EXERCISE INSTRUCTIONS: What you return should match the data exactly, from the first line to the last.

━━━━━ LISTED RECORDS

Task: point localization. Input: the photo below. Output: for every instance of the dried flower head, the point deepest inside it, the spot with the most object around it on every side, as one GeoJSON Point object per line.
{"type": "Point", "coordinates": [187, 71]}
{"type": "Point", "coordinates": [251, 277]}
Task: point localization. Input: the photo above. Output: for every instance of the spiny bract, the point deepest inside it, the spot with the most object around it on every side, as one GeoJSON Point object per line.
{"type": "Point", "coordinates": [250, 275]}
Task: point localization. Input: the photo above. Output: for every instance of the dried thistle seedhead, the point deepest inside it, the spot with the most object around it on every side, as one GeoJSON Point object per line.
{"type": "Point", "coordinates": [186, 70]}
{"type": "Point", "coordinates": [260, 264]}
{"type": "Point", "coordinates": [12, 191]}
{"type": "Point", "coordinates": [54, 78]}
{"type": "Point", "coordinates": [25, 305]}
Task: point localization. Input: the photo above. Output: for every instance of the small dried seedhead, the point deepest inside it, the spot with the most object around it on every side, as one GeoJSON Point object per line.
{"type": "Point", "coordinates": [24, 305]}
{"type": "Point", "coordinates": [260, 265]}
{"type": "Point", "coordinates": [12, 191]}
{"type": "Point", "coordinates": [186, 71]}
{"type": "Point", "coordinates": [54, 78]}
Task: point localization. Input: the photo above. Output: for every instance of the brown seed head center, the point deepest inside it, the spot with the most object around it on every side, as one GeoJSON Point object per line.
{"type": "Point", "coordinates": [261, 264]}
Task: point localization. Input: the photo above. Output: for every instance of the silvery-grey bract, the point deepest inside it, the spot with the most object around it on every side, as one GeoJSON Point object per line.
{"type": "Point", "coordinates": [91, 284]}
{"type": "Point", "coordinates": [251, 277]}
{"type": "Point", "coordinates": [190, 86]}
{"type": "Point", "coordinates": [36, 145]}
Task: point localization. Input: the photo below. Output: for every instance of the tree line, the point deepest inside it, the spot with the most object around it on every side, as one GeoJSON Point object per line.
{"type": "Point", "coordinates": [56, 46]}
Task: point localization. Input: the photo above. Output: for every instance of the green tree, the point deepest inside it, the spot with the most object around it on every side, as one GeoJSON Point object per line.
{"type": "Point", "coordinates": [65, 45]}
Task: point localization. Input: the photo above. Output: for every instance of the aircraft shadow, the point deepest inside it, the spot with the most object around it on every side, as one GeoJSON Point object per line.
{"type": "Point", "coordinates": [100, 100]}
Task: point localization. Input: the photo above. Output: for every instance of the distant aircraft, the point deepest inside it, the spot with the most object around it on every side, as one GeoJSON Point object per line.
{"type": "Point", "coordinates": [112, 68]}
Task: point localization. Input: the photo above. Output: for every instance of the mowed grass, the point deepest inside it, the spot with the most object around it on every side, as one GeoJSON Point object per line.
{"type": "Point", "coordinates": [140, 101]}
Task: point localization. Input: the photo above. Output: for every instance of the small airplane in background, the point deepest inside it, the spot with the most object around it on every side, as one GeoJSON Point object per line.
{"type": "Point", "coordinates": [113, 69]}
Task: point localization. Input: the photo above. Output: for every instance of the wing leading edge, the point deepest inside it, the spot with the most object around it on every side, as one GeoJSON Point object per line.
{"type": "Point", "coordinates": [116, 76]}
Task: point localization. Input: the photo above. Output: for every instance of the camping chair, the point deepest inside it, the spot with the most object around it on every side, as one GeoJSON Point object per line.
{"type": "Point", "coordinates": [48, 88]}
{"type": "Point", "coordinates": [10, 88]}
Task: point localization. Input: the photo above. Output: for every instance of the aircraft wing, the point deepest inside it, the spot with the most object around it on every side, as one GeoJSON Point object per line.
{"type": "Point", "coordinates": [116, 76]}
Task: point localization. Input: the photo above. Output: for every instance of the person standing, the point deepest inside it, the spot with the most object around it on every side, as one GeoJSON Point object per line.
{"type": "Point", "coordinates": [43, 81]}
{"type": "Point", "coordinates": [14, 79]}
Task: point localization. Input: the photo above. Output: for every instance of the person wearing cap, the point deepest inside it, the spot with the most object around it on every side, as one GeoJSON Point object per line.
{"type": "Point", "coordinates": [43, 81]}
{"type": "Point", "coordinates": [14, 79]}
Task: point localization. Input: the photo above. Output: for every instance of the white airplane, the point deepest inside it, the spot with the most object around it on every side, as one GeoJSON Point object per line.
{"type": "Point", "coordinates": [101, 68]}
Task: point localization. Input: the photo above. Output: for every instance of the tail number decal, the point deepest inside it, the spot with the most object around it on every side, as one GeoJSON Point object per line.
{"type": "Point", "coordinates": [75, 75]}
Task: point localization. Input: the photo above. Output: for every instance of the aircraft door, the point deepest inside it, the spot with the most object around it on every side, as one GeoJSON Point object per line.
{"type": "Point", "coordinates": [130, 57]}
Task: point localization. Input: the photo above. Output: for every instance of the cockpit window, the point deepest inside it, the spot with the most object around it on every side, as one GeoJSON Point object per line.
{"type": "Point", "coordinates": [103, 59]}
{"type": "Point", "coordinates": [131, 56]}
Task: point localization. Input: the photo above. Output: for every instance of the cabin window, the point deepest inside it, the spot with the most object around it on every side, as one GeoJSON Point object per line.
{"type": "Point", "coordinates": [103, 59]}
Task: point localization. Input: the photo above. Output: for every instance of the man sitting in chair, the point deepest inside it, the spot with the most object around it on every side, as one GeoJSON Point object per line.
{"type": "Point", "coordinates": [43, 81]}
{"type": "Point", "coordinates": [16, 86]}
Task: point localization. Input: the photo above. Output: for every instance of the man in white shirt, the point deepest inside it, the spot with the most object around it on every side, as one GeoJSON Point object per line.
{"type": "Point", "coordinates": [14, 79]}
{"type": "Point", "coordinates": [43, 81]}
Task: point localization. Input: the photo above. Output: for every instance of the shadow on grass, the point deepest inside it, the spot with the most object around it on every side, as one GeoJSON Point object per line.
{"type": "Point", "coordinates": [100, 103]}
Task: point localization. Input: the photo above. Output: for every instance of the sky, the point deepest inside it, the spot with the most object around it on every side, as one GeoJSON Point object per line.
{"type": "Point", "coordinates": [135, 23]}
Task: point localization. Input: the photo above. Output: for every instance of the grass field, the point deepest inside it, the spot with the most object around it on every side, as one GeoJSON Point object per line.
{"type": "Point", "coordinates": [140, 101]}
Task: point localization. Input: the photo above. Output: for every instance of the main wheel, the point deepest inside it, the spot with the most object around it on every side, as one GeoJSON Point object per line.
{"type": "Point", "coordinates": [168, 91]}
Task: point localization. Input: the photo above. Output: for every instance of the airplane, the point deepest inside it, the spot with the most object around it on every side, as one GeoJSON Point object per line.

━━━━━━━━━━

EXERCISE ANSWER:
Task: point localization. Input: the photo below. Output: for every instance of the dried flower head, the point deepest inside it, the spot with the most object around it on every side, as one GeoJSON Point object per line.
{"type": "Point", "coordinates": [187, 71]}
{"type": "Point", "coordinates": [251, 277]}
Task: point localization. Input: the photo above. Output: for every instance of the spiny bract, the point deepest inside it, the spot with the most object around it on every side, as one GeoJSON Point object per line.
{"type": "Point", "coordinates": [250, 275]}
Task: point localization. Input: the photo above. Output: for every instance of the dried thistle seedhead, the point deepest inside it, the spot with the most object around it on every side, as one GeoJSON Point object per line.
{"type": "Point", "coordinates": [186, 70]}
{"type": "Point", "coordinates": [260, 264]}
{"type": "Point", "coordinates": [12, 191]}
{"type": "Point", "coordinates": [54, 78]}
{"type": "Point", "coordinates": [25, 305]}
Task: point localization. Input: the photo above. Output: for every instance of the small dried seedhead, the point deepest inside it, the spot with the most object around it on every side, as one GeoJSON Point object per line.
{"type": "Point", "coordinates": [24, 305]}
{"type": "Point", "coordinates": [260, 265]}
{"type": "Point", "coordinates": [12, 191]}
{"type": "Point", "coordinates": [186, 71]}
{"type": "Point", "coordinates": [54, 78]}
Task: point localization. Input: the photo above. Output: for every instance of the brown seed head center, the point deepest inside it, the spot with the most object around it on every side, as one GeoJSON Point object per line.
{"type": "Point", "coordinates": [261, 264]}
Task: point localization. Input: the photo above. Output: for every instance of the silvery-grey bract, the point deepest inside it, the spot with the most object around it on every side, as one GeoJSON Point object per line.
{"type": "Point", "coordinates": [91, 284]}
{"type": "Point", "coordinates": [251, 277]}
{"type": "Point", "coordinates": [190, 86]}
{"type": "Point", "coordinates": [36, 145]}
Task: point localization. Input: the photo below. Output: for every instance of the tree line, the point deepest inside it, the spot with the most object around it on every side, as one GeoJSON Point object per line.
{"type": "Point", "coordinates": [56, 46]}
Task: point localization. Input: the photo above. Output: for every instance of the green tree, the point deepest inside it, the spot with the most object around it on every side, as one GeoJSON Point object per line.
{"type": "Point", "coordinates": [65, 45]}
Task: point localization. Input: the photo above. Output: for every instance of the aircraft shadow, the point deepest inside it, the spot with the most object around it on every side, as one GeoJSON Point object per line.
{"type": "Point", "coordinates": [100, 100]}
Task: point localization. Input: the photo above. Output: for every instance of the distant aircraft, the point deepest inside it, the spot with the most object around it on every side, as one GeoJSON Point object per line.
{"type": "Point", "coordinates": [112, 68]}
Task: point localization. Input: the photo above. Output: for every instance of the mowed grass, the point deepest inside it, the spot with the most object around it on every side, as one GeoJSON Point object per line.
{"type": "Point", "coordinates": [140, 101]}
Task: point localization. Input: the photo above. Output: for every instance of the small airplane in background, the point deepest inside it, the spot with the most object around it on every side, as one GeoJSON Point object per line.
{"type": "Point", "coordinates": [113, 69]}
Task: point localization. Input: the photo above. Output: for every instance of the wing leading edge, the point deepest inside it, the spot with the most object around it on every side, as one GeoJSON Point object per line.
{"type": "Point", "coordinates": [116, 76]}
Task: point localization. Input: the photo above. Output: for every instance of the camping chair, the point deepest inside it, the spot with the most object around it on every side, as one GeoJSON Point object per line.
{"type": "Point", "coordinates": [48, 88]}
{"type": "Point", "coordinates": [10, 88]}
Task: point localization. Input: the photo above. Output: for every instance of the aircraft wing, the point deepest inside it, the spot with the most object around it on every side, as one GeoJSON Point object per line.
{"type": "Point", "coordinates": [116, 76]}
Task: point localization. Input: the photo above. Output: for every instance of the person standing, the point deepest inside it, the spot with the most object around it on every side, as one GeoJSON Point object per line.
{"type": "Point", "coordinates": [43, 81]}
{"type": "Point", "coordinates": [14, 79]}
Task: point localization. Input: the photo above. Output: for every instance of the person wearing cap, the point deepest inside it, the spot with the most object around it on every side, as one GeoJSON Point object per line.
{"type": "Point", "coordinates": [43, 81]}
{"type": "Point", "coordinates": [14, 79]}
Task: point localization. Input: the photo above. Output: for every instance of the white airplane, the point deepest inside it, the spot with the most object around it on every side, as one GeoJSON Point object per line.
{"type": "Point", "coordinates": [101, 68]}
Task: point localization. Input: the photo above. Output: for every instance of the tail number decal, the point deepest inside it, the spot with the most object around it on every side, as one GeoJSON Point object per line.
{"type": "Point", "coordinates": [75, 75]}
Task: point localization. Input: the photo above. Output: for every instance of the aircraft door, the point deepest inside it, the spot with the most object around it on every side, as one GeoJSON Point object per line.
{"type": "Point", "coordinates": [130, 57]}
Task: point localization. Input: the photo above. Output: for every instance of the cockpit window, the point deepest inside it, the spot with the most object around it on every side, as one GeoJSON Point object per line.
{"type": "Point", "coordinates": [103, 59]}
{"type": "Point", "coordinates": [131, 56]}
Task: point localization. Input: the photo above. Output: for every instance of the cabin window, the point deepest inside it, the spot with the most object around it on every side, as one GeoJSON Point object per line.
{"type": "Point", "coordinates": [103, 59]}
Task: point localization. Input: the photo above. Output: for every instance of the man sitting in chair, the point deepest inside it, the spot with the most object around it on every side, as one GeoJSON Point object per line.
{"type": "Point", "coordinates": [43, 81]}
{"type": "Point", "coordinates": [16, 86]}
Task: point localization. Input: the photo above. Output: for every instance of the man in white shirt, the point deepest inside it, the spot with the most object around it on every side, as one GeoJSON Point object per line.
{"type": "Point", "coordinates": [14, 79]}
{"type": "Point", "coordinates": [43, 81]}
Task: point localization. Input: the photo above. Output: for every instance of the shadow on grass, the point deepest inside it, the spot with the most object around it on every side, as one GeoJSON Point object per line.
{"type": "Point", "coordinates": [100, 103]}
Task: point localization. Input: the photo above. Output: for every instance of the sky, the point deepest inside it, the spot with the most object around it on every side, as one GeoJSON Point object per line.
{"type": "Point", "coordinates": [135, 23]}
Task: point localization. Input: the photo above. Output: for every instance of the grass field, the point deepest inside it, the spot with the most object around it on every side, as one GeoJSON Point object per line.
{"type": "Point", "coordinates": [140, 101]}
Task: point localization. Input: the photo above. Output: for every instance of the main wheel, the point deepest inside it, the spot with the most object around it on every side, as one GeoJSON Point object per line.
{"type": "Point", "coordinates": [168, 91]}
Task: point localization. Input: the photo above. Output: for every instance of the airplane, the point deepest inside it, the spot with the most object around it on every side, as one GeoJSON Point object per line.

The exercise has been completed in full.